### Problem to solve
Quote precisely the final stretch of the listing: start at the line containing "man's shoulder, placed" and stop after the last line.

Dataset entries
= = =

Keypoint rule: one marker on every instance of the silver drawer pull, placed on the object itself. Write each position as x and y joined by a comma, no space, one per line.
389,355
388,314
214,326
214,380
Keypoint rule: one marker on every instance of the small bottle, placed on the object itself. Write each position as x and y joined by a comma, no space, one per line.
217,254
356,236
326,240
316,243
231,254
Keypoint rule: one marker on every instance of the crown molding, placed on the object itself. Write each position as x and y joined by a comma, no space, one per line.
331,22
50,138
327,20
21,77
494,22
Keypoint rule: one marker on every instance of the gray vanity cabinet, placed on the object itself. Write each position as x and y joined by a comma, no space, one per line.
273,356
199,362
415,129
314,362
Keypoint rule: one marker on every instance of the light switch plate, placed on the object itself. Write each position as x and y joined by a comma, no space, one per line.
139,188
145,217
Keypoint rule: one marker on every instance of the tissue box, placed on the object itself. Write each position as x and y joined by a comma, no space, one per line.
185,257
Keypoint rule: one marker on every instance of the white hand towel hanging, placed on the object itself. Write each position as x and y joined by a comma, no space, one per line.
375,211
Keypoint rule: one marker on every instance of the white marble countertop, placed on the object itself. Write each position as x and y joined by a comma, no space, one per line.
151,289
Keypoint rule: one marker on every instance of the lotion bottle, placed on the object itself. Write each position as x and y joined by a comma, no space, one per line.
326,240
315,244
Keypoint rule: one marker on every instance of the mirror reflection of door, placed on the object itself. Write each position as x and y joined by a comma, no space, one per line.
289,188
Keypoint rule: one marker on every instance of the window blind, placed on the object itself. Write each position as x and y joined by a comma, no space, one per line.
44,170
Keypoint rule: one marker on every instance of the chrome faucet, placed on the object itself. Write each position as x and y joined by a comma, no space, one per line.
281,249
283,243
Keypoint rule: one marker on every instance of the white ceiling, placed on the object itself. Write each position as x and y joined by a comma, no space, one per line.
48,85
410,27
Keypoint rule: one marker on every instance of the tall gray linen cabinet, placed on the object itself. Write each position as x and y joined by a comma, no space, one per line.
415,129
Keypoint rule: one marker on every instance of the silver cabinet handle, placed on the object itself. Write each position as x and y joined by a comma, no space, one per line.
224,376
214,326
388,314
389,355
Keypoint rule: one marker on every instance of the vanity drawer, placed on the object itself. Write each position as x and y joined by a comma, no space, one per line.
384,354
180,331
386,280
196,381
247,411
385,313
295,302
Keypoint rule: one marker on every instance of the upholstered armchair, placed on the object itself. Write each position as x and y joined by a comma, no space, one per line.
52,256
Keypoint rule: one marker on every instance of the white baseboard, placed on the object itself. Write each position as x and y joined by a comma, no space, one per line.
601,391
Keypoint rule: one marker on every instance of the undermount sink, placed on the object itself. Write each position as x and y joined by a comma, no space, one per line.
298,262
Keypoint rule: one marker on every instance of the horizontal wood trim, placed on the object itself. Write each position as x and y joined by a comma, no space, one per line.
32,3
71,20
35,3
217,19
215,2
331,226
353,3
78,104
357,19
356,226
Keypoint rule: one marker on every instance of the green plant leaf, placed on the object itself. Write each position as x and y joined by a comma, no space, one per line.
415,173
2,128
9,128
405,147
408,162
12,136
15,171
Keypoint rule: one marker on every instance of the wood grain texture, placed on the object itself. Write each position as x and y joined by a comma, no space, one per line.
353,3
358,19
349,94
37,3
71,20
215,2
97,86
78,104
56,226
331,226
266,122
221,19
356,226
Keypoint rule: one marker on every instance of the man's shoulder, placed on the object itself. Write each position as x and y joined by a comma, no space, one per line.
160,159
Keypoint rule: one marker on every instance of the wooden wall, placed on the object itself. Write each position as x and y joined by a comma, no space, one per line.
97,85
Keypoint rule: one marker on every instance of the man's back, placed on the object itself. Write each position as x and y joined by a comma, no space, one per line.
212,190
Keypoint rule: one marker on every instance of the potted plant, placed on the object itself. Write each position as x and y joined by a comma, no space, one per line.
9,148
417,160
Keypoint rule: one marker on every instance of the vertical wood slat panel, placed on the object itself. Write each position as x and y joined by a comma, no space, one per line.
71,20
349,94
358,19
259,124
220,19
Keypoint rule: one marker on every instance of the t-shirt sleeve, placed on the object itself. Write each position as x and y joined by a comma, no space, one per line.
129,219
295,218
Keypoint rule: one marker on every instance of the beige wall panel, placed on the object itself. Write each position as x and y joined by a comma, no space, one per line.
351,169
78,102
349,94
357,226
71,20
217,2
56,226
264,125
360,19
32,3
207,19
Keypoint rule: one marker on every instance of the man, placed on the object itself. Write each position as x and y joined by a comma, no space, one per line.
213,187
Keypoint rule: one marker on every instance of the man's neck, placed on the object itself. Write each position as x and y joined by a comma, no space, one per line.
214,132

= = =

### Completed task
Keypoint rule: one marker on every instance of the man's shoulder, placed on the object itself. Write each position as x and y joined by a comma, no space, one per line.
160,159
Keypoint rule: one marker on every instance of the wooden wall, placed on the object itself. Write each position as x and y joined by a comma, no space, one per line.
97,85
Keypoint rule: one marker on every instance of the man's back, placed on the object itself. Write each position as x and y joined by a comma, no space, one per line.
212,190
Keypoint rule: one marker on every instance of the potted plant, placed on the object itself. Write each position as x and y joined by a comma, no space, one per line.
9,148
417,160
Keypoint rule: one marker on every instance of the vertical wood slat panel, placed on the object itself. Write each position as x and y joined by a comma, no space, one per line.
71,20
349,94
358,19
259,124
220,19
Keypoint rule: one marker on every instance of the t-shirt sleeve, placed on the object itself. Write each position as x and y joined by a comma, no space, one per line.
129,219
295,218
Keypoint rule: one marker on every instance of the beige wall panel, placed on the object itself. Write each position as x and y joined by a comma, no space, one per line.
351,169
78,102
349,94
357,226
71,20
217,2
56,226
264,125
360,19
32,3
207,19
Keypoint rule: one marker on every instance of the man, placed on the object itself. Write each position as x and y joined by a comma, no space, one per line.
213,187
Keypoint rule: one marker on every instance of the man's neck, placed on the object itself. Write each position as x and y joined by a comma, no space, one per line.
214,132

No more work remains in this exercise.